### Exercise data ###

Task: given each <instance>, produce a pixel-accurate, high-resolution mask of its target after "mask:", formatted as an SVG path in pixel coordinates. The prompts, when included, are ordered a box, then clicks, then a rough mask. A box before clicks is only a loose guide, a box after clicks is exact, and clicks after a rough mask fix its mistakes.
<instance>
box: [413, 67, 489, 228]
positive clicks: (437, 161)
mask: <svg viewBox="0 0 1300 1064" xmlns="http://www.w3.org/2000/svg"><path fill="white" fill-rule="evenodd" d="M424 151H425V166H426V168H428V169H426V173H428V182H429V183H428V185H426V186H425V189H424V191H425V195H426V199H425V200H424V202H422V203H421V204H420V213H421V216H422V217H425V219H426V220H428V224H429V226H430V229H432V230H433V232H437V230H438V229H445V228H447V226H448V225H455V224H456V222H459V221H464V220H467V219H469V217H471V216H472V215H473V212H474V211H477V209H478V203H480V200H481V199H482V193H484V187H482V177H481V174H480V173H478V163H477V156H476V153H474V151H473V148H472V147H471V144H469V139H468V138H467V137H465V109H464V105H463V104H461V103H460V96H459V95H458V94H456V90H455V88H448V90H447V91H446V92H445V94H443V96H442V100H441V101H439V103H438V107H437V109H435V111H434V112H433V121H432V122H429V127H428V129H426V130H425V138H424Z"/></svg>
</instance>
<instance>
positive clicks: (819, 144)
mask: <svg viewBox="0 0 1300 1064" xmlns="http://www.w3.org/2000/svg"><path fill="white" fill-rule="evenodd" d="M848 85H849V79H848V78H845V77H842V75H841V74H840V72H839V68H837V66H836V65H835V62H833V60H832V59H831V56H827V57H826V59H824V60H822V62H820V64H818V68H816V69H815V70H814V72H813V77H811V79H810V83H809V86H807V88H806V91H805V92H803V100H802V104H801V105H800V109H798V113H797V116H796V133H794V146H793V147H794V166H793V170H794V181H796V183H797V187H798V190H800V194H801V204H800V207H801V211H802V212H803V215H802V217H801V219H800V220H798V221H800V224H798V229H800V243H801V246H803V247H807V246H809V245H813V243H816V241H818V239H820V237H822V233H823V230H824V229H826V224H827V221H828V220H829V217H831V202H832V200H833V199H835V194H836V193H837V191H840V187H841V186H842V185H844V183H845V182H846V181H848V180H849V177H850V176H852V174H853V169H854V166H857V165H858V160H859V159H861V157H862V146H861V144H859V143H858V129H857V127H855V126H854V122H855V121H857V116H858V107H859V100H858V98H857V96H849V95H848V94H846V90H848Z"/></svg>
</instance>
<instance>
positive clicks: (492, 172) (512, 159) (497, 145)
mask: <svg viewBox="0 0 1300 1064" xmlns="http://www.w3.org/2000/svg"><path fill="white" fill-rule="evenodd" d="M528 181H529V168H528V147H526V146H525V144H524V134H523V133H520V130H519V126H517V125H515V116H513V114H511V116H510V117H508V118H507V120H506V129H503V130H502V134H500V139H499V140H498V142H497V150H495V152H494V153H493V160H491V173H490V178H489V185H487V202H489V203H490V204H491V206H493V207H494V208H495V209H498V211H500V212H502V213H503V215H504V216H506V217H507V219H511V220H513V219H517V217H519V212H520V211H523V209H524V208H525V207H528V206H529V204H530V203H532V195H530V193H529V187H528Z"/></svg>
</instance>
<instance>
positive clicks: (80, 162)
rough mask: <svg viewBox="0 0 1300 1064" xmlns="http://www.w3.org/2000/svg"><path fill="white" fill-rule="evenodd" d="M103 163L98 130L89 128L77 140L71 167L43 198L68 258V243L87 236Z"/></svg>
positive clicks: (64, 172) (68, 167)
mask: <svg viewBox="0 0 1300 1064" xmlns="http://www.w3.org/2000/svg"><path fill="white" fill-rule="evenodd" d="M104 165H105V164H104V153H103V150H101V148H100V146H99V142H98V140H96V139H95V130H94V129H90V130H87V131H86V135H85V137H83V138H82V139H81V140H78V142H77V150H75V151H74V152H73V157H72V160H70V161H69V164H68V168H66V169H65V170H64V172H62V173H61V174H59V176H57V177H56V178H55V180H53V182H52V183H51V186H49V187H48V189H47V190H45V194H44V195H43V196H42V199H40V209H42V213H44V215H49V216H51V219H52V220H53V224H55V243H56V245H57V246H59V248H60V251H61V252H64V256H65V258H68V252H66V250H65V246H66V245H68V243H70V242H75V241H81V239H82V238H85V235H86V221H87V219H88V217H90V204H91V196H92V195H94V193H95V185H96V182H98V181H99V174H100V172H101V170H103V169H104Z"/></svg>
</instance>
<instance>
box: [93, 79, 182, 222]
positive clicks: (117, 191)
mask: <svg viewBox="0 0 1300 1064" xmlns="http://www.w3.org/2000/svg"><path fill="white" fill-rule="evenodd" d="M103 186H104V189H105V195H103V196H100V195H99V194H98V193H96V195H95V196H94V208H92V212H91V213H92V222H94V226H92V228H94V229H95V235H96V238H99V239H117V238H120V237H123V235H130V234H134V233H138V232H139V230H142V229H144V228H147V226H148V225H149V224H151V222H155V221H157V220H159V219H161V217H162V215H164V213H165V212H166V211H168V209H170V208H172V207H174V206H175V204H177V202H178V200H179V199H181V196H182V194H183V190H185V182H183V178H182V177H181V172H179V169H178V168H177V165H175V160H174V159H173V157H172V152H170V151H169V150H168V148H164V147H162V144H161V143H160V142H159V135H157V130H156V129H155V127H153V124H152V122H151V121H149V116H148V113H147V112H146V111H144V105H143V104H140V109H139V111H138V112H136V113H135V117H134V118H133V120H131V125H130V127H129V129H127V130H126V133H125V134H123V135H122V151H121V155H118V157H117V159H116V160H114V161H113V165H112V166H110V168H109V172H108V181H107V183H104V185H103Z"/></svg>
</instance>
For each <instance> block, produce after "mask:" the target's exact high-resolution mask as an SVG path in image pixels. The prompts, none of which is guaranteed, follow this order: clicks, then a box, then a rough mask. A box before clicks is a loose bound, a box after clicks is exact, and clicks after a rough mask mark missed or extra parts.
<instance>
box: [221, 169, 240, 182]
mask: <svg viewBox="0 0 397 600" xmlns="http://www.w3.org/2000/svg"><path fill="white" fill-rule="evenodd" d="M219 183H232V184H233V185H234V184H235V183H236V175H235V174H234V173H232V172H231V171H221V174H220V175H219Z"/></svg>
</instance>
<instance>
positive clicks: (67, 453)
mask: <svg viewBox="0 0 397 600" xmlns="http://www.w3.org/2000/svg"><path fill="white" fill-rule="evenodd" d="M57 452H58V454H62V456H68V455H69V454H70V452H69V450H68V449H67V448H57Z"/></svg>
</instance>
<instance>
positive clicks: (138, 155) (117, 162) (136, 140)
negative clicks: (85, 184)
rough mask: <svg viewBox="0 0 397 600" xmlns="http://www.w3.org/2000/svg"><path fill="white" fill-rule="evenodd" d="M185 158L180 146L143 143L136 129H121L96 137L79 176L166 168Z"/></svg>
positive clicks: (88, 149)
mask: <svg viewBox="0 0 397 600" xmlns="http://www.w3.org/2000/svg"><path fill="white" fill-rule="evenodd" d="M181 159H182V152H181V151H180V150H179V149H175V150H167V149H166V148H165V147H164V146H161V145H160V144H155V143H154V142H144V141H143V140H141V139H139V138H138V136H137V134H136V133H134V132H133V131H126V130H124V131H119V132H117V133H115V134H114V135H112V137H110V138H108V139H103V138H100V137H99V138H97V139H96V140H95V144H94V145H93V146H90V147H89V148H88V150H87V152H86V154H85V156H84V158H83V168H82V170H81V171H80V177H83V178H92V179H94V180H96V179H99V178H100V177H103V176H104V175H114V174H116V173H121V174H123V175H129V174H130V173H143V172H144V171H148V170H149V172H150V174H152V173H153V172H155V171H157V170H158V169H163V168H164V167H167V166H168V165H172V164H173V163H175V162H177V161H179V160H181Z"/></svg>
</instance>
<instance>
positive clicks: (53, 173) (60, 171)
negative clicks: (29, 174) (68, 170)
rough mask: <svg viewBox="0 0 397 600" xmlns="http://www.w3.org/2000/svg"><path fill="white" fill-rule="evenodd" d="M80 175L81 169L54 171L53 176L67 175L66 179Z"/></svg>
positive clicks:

###

What the task requires: Find every line above that contains the string "positive" and copy each one out. Matching is case-sensitive.

Worked solution:
positive clicks: (437, 161)
positive clicks: (819, 144)
positive clicks: (492, 172) (512, 159) (497, 145)
positive clicks: (80, 162)
positive clicks: (64, 172) (68, 167)
positive clicks: (117, 191)
positive clicks: (67, 453)
positive clicks: (138, 155) (117, 162) (136, 140)
positive clicks: (88, 149)
positive clicks: (53, 173) (60, 171)
positive clicks:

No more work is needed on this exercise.